- Information shown:
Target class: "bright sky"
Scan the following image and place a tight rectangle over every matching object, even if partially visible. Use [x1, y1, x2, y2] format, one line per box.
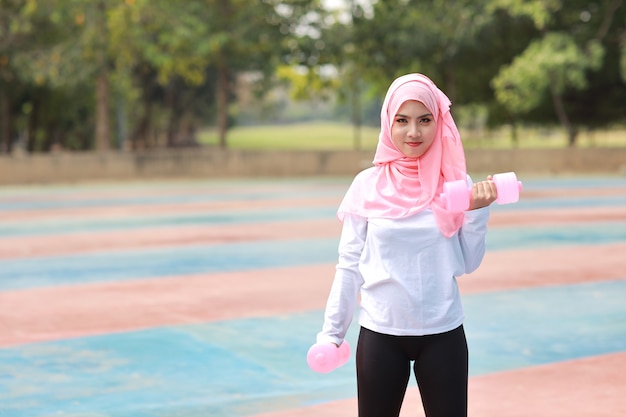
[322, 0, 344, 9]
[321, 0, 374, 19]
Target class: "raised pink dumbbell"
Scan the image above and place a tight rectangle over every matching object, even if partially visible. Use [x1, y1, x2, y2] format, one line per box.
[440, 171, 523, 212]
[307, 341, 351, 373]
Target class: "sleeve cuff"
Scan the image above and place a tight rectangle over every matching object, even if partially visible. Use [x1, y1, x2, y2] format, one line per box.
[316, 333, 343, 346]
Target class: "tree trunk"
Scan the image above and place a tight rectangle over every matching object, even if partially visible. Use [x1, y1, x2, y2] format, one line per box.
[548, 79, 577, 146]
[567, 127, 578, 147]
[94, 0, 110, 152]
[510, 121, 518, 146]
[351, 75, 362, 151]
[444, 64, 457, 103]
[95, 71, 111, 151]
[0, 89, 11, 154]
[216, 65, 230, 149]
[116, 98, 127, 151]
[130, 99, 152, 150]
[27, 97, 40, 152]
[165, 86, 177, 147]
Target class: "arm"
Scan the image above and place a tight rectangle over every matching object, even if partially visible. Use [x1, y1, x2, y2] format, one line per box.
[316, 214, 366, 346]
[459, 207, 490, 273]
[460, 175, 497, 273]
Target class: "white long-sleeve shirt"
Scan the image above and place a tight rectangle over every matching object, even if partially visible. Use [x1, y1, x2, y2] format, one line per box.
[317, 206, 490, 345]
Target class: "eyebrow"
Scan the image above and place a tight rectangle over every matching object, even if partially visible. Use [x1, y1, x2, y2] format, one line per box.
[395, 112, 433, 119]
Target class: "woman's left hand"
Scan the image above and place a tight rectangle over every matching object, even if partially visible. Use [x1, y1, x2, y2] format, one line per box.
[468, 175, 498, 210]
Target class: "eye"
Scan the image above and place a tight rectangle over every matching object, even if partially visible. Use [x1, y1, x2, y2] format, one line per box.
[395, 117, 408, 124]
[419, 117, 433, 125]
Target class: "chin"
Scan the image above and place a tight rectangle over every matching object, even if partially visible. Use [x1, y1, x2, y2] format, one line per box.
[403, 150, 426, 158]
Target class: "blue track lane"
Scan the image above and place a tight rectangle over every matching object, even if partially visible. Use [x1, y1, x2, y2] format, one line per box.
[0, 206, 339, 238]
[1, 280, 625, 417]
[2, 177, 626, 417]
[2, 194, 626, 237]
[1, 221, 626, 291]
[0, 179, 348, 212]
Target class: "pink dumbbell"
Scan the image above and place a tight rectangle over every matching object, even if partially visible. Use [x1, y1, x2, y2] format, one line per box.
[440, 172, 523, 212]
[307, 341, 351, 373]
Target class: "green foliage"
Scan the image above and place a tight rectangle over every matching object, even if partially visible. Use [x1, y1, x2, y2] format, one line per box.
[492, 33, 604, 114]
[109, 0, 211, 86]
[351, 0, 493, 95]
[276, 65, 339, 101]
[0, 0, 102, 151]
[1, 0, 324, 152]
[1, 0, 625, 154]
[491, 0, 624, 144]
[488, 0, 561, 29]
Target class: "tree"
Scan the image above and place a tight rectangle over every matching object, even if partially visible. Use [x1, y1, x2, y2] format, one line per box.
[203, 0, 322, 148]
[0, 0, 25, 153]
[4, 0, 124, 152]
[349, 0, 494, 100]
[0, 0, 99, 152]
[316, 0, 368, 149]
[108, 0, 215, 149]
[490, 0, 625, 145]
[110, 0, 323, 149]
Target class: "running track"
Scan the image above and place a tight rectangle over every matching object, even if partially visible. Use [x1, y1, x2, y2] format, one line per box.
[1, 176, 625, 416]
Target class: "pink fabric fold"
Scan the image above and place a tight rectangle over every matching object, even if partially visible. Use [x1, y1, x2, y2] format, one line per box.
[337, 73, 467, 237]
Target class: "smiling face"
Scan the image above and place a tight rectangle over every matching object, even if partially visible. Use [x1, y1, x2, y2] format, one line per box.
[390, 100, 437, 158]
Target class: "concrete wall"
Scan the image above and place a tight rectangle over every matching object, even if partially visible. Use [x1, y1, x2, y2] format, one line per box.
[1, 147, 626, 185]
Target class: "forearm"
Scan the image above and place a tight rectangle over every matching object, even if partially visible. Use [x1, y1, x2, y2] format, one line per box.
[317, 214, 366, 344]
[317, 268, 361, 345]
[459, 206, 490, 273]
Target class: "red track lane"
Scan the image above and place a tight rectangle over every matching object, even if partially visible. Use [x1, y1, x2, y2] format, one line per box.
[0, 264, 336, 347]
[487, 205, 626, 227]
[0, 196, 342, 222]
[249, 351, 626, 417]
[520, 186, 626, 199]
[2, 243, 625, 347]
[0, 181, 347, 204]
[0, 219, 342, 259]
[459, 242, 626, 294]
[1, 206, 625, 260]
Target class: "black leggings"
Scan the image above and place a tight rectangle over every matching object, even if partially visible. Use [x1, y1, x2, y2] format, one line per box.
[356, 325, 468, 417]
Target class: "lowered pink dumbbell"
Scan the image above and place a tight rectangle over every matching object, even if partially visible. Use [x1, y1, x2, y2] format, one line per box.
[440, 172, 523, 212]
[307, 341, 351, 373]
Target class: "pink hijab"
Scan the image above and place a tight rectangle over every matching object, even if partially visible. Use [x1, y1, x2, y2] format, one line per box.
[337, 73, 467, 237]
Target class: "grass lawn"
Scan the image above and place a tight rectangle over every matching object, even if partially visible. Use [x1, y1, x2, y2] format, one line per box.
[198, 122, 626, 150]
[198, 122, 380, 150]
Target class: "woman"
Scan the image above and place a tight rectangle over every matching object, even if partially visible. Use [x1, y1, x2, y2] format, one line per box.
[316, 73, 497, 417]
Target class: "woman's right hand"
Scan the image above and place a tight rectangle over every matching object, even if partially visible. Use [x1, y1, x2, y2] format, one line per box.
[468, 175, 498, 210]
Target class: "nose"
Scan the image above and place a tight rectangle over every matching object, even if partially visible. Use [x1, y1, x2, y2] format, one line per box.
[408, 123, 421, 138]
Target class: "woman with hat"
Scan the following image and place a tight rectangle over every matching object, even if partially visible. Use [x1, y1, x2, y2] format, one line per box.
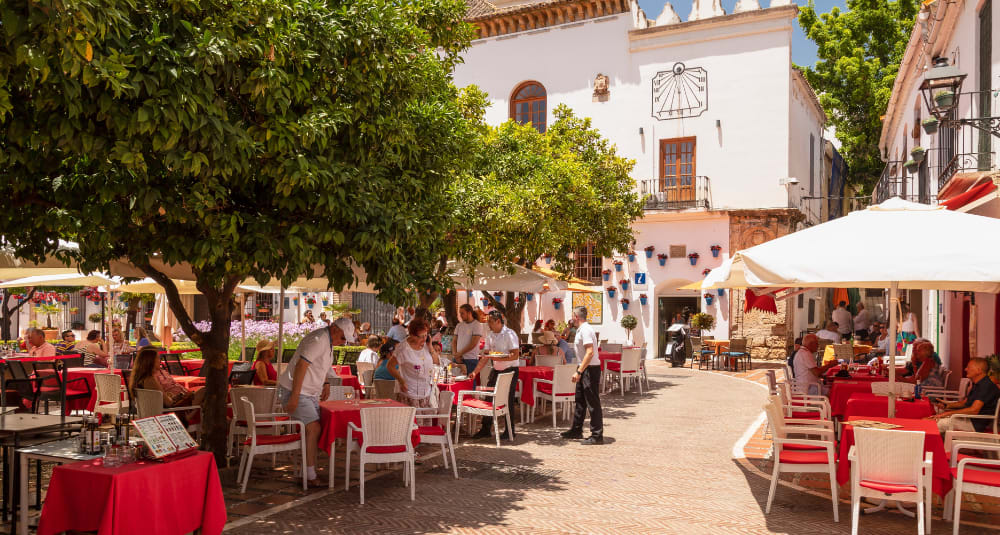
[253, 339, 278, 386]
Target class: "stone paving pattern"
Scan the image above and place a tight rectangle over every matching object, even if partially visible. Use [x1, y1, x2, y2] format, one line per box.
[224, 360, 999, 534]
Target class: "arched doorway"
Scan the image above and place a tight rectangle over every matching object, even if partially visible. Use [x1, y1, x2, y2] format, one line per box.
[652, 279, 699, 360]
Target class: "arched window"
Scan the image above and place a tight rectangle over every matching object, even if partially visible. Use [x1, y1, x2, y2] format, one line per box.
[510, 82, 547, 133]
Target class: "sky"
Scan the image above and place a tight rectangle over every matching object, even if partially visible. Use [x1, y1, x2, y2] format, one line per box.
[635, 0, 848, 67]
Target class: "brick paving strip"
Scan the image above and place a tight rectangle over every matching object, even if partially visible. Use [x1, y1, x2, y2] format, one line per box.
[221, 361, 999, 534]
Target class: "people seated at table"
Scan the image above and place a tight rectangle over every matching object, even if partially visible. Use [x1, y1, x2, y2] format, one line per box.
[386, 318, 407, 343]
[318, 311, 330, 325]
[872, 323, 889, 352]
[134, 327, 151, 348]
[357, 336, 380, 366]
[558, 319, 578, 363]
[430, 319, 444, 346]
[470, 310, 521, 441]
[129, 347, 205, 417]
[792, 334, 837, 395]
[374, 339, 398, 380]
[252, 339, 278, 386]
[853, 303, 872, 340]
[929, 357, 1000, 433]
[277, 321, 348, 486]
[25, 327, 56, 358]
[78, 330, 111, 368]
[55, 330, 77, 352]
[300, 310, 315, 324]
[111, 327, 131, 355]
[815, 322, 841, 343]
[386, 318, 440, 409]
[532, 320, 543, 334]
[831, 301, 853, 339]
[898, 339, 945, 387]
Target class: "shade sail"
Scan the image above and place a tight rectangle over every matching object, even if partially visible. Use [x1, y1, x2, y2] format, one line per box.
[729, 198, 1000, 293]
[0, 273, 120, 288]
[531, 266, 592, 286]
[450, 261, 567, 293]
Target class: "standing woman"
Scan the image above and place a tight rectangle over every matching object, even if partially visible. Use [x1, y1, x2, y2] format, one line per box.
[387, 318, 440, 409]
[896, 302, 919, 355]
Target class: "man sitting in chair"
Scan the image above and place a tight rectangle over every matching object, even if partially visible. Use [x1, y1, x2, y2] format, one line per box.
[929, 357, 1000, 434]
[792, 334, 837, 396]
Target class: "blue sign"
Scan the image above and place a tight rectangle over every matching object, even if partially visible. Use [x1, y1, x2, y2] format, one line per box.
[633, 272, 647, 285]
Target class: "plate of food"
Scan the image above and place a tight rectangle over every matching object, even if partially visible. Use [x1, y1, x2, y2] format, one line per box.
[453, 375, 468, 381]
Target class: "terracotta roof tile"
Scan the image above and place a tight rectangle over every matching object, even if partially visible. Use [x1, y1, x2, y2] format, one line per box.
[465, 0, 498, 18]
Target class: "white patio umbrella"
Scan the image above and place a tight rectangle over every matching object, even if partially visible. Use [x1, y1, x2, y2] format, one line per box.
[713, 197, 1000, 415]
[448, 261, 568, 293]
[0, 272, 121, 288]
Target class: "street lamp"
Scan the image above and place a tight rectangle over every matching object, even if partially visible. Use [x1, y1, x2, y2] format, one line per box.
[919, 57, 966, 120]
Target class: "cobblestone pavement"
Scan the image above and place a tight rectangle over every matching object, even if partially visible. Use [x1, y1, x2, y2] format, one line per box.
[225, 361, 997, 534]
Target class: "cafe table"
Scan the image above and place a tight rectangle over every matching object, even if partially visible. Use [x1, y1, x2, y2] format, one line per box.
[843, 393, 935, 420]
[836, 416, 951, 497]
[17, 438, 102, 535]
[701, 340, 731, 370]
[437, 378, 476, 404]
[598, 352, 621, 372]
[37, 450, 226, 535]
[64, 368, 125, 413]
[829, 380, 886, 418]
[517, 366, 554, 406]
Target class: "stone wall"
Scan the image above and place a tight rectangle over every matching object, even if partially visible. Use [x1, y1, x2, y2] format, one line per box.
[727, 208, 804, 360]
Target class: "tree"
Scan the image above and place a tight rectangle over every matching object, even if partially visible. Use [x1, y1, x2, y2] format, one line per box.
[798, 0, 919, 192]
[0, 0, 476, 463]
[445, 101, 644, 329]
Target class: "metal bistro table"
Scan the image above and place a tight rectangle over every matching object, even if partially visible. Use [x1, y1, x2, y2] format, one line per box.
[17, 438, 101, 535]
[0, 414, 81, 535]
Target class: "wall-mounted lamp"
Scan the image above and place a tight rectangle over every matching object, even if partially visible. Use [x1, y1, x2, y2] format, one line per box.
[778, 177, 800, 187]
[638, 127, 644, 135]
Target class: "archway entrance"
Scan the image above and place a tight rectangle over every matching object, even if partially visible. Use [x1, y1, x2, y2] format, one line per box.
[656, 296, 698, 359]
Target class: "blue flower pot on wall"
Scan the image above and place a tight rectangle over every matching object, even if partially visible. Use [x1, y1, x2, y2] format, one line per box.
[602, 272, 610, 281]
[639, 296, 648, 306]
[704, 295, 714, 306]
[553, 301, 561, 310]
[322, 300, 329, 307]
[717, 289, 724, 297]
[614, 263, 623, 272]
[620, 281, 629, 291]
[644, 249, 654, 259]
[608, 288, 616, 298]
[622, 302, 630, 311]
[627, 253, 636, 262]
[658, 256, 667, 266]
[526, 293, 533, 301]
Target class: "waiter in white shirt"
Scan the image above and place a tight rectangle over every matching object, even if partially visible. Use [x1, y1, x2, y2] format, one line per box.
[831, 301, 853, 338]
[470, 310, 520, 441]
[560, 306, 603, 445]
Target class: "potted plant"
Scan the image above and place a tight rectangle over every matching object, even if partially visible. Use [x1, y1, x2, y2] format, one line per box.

- Task item: Go through the listing above and return each line where the word "hand" occurs.

- Problem solution:
Target class: "woman's left hand"
Target class: "woman's right hand"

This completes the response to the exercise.